**Problem details:**
Give every line of the items below, from the very first one through the line containing "[[501, 262, 753, 516]]" (both included), as a JSON list of strings with one string per line, leaving out blank lines and the pictures.

**Dataset content:**
——————

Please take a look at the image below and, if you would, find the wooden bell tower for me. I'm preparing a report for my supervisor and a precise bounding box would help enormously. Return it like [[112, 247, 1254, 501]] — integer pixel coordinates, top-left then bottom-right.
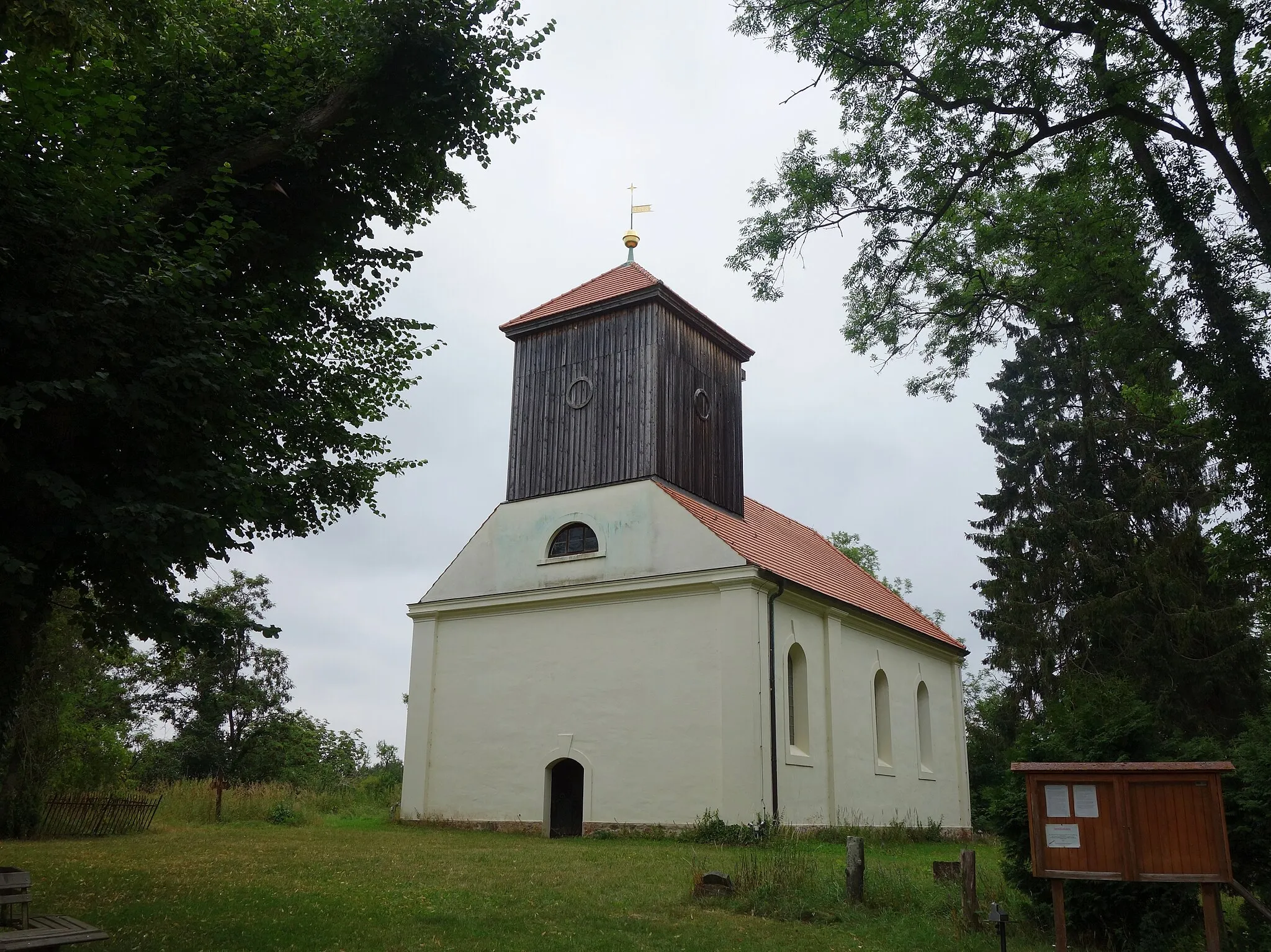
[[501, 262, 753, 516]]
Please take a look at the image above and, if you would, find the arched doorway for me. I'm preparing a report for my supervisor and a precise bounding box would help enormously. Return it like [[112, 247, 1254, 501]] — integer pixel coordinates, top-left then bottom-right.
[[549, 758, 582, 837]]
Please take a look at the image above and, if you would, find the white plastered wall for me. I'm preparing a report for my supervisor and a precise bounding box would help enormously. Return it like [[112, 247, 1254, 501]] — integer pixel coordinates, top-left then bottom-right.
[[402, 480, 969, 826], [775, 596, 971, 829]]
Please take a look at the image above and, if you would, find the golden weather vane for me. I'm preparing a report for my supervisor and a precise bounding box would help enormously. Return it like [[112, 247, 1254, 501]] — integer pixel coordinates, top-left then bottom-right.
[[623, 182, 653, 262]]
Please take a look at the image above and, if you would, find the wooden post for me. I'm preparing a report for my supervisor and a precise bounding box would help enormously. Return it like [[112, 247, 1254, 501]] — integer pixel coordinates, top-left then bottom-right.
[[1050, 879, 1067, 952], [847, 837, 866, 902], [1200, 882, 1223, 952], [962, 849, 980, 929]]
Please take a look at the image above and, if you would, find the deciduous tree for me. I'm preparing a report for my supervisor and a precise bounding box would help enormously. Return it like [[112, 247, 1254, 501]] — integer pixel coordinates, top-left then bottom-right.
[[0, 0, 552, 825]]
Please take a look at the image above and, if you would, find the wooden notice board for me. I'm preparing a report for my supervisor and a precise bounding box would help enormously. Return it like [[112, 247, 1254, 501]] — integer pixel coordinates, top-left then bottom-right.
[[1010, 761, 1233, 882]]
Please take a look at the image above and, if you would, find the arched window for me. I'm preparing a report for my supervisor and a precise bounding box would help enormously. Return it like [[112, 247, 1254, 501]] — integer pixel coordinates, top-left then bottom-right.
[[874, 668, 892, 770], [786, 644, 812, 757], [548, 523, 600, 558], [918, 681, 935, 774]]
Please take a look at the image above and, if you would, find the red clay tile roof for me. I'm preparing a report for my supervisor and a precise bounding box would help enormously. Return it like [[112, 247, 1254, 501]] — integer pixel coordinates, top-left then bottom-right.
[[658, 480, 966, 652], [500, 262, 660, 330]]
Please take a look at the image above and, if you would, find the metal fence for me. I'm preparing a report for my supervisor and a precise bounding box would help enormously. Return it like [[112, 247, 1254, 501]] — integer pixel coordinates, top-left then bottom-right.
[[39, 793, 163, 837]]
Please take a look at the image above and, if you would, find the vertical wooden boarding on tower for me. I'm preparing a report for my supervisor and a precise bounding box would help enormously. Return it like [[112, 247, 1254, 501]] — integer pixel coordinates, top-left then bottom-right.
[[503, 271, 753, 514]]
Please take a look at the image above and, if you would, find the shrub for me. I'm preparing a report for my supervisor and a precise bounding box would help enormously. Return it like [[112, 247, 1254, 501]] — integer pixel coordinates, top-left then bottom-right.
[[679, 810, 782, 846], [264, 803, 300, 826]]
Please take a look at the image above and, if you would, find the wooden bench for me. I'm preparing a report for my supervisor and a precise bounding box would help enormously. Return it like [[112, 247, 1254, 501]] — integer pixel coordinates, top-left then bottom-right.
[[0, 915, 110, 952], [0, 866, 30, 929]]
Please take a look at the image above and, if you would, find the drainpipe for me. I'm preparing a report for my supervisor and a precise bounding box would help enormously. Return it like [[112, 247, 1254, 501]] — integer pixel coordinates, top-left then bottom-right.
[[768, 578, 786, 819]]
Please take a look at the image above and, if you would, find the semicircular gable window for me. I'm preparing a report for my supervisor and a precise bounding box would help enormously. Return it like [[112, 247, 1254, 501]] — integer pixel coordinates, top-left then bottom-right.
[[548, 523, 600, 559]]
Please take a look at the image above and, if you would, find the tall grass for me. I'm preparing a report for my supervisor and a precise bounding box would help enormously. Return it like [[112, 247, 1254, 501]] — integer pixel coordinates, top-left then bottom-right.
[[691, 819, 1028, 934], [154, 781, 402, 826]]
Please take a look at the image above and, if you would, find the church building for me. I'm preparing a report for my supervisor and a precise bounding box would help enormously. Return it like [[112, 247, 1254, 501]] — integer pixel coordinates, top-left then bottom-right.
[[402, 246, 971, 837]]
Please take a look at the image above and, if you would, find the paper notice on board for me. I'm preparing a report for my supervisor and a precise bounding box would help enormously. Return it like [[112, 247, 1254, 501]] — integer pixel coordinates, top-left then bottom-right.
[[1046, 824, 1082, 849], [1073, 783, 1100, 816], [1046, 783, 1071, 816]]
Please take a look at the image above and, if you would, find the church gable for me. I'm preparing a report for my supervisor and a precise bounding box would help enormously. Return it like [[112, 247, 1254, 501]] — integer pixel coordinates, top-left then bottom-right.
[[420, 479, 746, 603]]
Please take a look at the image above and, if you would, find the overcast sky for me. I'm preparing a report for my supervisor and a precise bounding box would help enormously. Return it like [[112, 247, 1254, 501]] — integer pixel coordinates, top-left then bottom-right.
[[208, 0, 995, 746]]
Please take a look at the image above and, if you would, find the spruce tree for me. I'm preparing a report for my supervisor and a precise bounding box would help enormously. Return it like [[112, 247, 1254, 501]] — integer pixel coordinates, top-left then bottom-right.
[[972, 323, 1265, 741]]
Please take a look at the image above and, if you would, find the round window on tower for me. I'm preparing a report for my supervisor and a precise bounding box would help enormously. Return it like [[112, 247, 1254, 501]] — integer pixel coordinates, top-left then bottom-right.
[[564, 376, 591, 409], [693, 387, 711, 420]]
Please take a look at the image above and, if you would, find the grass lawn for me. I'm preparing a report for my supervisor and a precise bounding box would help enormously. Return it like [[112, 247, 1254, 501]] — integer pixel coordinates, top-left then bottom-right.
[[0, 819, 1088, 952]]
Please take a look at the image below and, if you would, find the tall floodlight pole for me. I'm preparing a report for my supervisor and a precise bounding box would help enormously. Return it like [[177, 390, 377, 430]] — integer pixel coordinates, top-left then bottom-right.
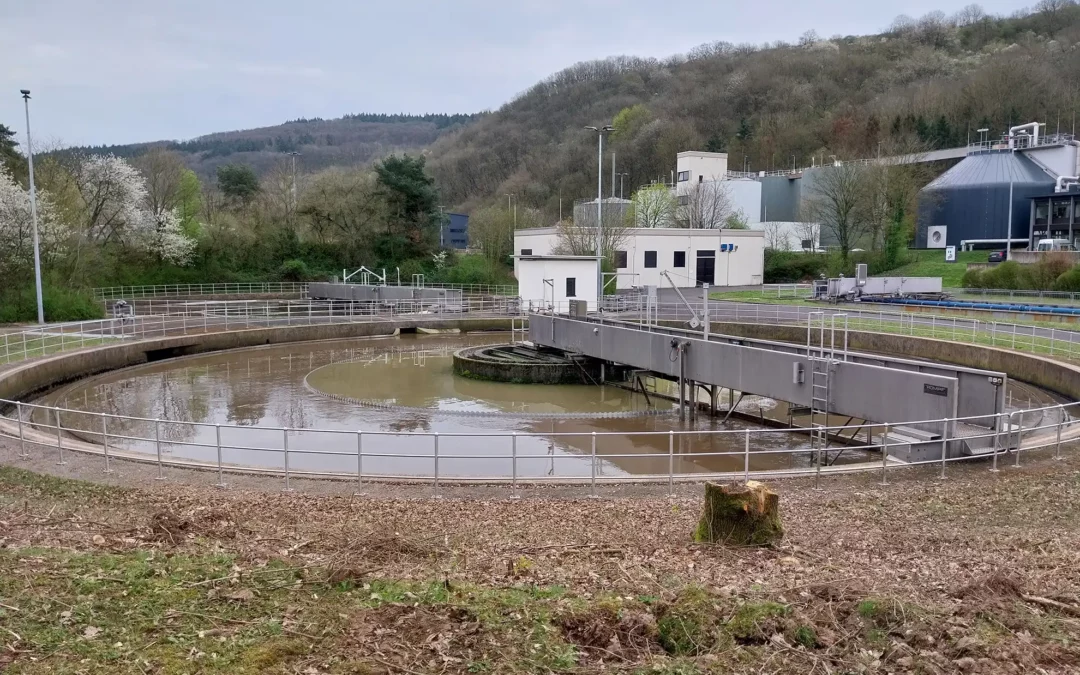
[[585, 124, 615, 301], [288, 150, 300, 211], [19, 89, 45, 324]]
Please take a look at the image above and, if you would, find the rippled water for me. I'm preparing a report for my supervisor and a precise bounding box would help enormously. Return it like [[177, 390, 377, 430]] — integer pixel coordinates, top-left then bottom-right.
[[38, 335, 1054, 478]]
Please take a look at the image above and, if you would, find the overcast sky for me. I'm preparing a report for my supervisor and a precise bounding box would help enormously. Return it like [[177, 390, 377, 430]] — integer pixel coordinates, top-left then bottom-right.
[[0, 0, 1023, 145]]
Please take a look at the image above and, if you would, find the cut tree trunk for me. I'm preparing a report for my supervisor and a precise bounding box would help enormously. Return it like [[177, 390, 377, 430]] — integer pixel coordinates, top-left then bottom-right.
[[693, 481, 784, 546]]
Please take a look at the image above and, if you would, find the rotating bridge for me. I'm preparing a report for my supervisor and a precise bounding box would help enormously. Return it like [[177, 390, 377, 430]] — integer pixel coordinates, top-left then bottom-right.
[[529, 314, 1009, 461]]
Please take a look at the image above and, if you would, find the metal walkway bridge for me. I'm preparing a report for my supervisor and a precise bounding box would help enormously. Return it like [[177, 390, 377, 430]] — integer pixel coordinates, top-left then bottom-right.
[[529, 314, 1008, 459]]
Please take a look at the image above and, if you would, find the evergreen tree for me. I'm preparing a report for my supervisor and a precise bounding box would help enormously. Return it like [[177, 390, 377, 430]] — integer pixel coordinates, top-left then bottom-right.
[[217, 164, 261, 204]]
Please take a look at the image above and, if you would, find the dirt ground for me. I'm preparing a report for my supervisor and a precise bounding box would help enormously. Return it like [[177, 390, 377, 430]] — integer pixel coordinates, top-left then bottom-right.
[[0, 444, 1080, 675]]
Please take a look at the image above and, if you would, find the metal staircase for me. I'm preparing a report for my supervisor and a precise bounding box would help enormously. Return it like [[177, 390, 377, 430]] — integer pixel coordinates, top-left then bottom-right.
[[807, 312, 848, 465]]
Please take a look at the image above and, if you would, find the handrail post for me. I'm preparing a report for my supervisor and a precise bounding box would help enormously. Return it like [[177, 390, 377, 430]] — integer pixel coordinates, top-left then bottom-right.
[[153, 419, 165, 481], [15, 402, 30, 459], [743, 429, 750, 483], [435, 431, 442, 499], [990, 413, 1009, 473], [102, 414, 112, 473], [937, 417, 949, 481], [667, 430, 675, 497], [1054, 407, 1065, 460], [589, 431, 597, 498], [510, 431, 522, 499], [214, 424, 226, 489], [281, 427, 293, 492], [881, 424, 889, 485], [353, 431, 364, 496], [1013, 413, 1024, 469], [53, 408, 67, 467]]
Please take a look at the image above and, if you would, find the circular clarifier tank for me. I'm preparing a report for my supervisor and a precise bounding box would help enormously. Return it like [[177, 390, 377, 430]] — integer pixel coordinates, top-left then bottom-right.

——————

**In response:**
[
  "Please take a look at the image below and, if you would, find the wooden bell tower for me. I'm preparing a report for my supervisor and a precise bounding box would help enormously. Return it like [[112, 247, 1254, 501]] — integer pixel coordinates, top-left then bottom-right.",
  "[[501, 262, 753, 516]]"
]